Entries supplied:
..............................
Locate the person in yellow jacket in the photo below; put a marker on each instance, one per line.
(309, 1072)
..............................
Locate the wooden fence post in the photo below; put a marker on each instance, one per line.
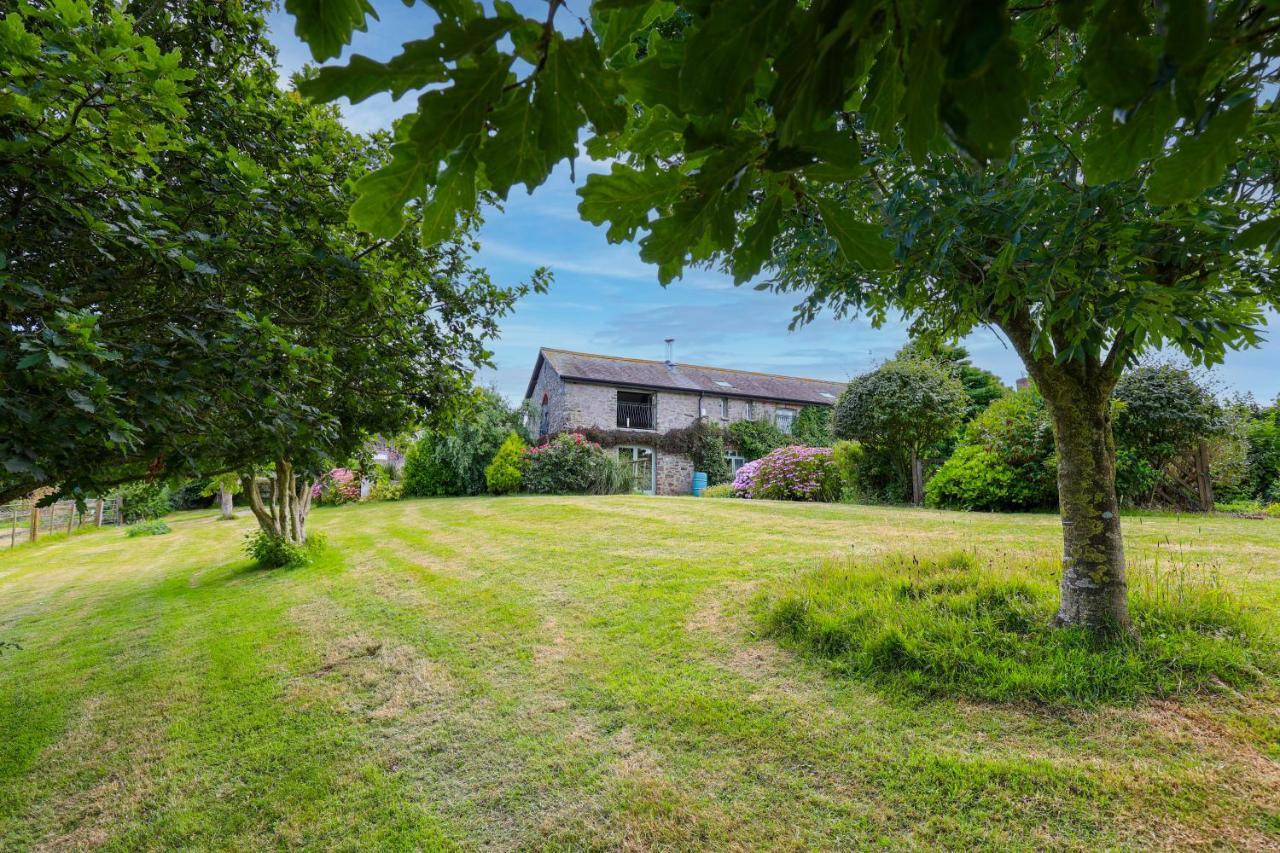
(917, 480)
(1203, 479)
..............................
Exercise directions: Starting at the line containing "Locate the person" and ending with the line containing "(309, 1072)", write out that part of the listing again, with "red jacket" in place of "yellow jacket" and nothing else changed. Give only those lines.

Answer to the exercise:
Locate the person in red jacket in the photo below; put a marker on each instance, one per line.
(309, 1072)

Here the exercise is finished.